§ **WHAT IS BEING ASKED**
Can you reproduce, word for word, the rows below from the line containing "Practice. Indicate each instance of the flower" through the line containing "x=378, y=289", both lines included?

§ **PROVIDED MATERIAL**
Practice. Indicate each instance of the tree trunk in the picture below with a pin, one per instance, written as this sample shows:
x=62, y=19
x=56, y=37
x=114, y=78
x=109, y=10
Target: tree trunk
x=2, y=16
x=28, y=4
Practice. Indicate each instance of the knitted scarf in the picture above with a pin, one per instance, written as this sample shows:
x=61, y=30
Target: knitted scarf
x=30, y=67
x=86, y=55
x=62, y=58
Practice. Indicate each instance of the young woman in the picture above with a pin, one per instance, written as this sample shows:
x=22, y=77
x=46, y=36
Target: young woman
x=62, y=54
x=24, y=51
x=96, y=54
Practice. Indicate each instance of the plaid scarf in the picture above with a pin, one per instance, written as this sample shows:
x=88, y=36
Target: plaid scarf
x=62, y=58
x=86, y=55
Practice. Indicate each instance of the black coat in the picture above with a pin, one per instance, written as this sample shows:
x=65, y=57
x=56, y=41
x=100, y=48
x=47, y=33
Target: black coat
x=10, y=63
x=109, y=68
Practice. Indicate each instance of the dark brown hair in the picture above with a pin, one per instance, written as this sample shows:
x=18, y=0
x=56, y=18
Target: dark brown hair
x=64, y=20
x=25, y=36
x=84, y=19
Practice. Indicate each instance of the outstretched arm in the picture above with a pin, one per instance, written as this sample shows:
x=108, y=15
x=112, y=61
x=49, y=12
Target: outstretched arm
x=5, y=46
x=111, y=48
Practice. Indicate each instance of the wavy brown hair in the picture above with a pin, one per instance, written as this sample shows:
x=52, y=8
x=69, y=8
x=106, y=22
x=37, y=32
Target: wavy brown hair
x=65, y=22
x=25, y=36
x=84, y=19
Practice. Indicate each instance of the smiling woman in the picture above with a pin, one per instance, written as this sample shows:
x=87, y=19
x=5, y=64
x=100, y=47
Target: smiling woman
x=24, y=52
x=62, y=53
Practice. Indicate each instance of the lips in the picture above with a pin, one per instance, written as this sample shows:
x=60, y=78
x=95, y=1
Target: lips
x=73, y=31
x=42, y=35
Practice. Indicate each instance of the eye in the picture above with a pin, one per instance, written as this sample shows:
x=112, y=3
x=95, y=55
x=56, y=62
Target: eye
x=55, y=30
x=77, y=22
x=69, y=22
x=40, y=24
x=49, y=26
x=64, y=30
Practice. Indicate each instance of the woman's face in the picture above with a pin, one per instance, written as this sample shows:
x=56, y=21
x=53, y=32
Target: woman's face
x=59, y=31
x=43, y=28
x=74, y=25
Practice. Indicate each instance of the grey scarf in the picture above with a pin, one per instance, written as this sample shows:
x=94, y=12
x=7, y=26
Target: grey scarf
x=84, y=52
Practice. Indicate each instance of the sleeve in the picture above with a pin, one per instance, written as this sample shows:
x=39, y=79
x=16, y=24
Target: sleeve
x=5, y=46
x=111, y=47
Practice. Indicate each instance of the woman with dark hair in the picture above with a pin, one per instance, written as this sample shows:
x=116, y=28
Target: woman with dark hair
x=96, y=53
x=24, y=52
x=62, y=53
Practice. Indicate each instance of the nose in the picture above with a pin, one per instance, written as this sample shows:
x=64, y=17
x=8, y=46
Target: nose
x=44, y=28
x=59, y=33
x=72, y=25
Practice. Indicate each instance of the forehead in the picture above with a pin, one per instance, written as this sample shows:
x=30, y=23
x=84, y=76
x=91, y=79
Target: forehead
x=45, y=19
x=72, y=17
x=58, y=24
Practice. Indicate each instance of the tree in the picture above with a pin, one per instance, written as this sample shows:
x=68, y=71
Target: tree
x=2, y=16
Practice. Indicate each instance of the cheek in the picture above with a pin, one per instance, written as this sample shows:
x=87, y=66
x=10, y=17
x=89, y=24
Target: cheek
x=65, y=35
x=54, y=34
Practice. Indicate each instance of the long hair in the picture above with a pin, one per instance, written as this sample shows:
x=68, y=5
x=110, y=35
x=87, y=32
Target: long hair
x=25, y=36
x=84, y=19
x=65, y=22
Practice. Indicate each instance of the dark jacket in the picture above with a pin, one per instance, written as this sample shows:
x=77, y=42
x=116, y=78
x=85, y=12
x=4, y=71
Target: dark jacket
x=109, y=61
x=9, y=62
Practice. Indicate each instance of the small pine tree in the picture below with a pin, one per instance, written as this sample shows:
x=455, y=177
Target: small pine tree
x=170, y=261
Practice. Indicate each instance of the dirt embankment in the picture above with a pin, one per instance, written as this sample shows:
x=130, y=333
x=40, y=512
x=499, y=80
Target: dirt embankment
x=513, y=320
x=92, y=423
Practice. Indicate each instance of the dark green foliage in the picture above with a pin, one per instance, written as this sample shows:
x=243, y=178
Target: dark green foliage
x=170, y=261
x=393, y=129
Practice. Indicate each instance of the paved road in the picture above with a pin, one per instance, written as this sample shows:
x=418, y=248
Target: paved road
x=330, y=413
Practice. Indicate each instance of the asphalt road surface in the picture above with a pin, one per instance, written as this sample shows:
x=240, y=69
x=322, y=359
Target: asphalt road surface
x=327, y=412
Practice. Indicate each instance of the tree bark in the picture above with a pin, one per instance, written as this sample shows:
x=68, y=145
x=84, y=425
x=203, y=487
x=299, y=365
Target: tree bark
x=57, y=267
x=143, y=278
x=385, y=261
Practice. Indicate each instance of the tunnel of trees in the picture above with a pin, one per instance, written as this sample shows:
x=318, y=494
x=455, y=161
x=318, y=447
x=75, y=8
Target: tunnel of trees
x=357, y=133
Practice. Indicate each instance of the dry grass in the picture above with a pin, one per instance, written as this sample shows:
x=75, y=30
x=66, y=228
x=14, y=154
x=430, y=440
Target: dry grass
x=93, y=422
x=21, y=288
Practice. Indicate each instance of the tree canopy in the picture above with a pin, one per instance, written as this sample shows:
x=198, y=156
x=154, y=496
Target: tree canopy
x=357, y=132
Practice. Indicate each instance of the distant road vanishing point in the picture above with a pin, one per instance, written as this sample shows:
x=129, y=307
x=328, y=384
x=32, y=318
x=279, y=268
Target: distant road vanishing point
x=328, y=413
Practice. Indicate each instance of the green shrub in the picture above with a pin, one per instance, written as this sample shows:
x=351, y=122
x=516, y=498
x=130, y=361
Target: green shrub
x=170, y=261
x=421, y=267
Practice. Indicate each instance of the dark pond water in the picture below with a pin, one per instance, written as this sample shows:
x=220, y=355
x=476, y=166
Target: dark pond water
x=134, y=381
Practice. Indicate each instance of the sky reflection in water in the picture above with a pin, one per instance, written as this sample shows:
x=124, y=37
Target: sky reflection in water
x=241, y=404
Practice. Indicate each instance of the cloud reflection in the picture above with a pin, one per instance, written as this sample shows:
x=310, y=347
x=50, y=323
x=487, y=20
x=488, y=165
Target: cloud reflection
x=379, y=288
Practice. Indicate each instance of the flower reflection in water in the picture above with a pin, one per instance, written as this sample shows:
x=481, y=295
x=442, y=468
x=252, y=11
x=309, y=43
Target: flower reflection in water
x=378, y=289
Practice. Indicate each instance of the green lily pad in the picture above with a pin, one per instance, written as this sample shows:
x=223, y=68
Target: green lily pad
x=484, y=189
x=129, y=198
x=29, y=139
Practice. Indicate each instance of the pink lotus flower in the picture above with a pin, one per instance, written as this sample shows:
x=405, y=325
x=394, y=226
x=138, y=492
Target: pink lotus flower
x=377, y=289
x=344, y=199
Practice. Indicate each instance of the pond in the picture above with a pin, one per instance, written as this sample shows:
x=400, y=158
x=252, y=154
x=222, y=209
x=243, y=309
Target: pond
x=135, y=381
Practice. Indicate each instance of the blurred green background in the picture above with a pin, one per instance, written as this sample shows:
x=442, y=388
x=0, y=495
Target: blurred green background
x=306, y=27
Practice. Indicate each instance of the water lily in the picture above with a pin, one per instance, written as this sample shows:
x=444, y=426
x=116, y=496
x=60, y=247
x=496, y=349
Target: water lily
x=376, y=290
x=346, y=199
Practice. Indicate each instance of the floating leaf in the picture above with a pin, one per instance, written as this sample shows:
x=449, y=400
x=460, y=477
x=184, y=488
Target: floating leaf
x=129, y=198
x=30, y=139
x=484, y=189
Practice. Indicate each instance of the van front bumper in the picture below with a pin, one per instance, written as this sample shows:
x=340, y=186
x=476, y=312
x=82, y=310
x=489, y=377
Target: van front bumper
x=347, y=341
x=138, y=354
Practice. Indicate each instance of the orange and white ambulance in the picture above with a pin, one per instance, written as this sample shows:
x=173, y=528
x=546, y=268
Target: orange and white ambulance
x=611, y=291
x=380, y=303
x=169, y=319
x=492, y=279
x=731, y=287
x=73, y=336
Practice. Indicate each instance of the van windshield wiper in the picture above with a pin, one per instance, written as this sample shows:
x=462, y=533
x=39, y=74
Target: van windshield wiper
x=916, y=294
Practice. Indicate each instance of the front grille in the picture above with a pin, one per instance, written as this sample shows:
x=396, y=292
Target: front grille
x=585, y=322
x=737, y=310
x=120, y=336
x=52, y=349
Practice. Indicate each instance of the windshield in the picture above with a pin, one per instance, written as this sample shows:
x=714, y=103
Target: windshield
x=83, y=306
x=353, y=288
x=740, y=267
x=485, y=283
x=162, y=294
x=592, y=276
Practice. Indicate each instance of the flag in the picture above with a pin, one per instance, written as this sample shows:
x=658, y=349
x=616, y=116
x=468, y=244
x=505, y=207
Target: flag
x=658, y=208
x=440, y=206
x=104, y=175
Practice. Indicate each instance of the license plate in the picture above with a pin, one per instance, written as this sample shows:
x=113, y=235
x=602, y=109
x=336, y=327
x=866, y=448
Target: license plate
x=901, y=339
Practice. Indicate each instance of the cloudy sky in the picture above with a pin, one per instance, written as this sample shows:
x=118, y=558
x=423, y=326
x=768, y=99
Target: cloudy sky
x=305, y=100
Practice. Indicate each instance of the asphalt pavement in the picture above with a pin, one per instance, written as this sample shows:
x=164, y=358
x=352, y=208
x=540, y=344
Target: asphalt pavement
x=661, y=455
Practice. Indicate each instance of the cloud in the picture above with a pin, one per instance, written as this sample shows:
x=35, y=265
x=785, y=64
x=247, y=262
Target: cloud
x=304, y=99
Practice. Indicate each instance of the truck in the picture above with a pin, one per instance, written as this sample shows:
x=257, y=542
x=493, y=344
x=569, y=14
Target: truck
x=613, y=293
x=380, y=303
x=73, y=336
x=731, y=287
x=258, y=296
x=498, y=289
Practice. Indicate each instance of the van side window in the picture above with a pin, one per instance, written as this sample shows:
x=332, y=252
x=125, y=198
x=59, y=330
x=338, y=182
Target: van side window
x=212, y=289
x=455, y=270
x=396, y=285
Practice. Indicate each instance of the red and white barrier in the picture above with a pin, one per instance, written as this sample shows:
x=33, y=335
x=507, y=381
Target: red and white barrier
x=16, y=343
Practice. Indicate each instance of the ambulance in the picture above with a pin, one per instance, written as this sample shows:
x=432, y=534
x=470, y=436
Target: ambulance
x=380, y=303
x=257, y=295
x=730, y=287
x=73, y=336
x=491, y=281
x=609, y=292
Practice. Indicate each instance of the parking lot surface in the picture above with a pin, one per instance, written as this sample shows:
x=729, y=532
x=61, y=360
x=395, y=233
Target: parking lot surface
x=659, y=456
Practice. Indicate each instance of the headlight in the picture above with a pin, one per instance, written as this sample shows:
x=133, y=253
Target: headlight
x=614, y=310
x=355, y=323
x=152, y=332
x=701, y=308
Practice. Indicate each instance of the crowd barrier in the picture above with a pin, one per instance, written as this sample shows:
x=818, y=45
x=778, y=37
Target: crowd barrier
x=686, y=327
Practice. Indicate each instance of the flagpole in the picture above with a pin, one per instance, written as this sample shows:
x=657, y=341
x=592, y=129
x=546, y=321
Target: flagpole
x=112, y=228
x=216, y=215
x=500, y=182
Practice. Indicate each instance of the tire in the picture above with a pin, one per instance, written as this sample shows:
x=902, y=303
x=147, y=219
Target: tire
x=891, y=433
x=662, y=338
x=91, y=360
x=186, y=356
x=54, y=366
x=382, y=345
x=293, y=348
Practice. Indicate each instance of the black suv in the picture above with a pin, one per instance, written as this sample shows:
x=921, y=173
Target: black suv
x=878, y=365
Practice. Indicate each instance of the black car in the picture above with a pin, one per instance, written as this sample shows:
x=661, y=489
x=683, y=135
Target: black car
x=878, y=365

§ **OUTPUT OF THE EXERCISE**
Practice. Indicate each instance of the flower reflection in water in the picture above with a pin, one per instance, written as this sample shows:
x=481, y=295
x=442, y=468
x=252, y=11
x=309, y=43
Target: flower reflection in water
x=378, y=289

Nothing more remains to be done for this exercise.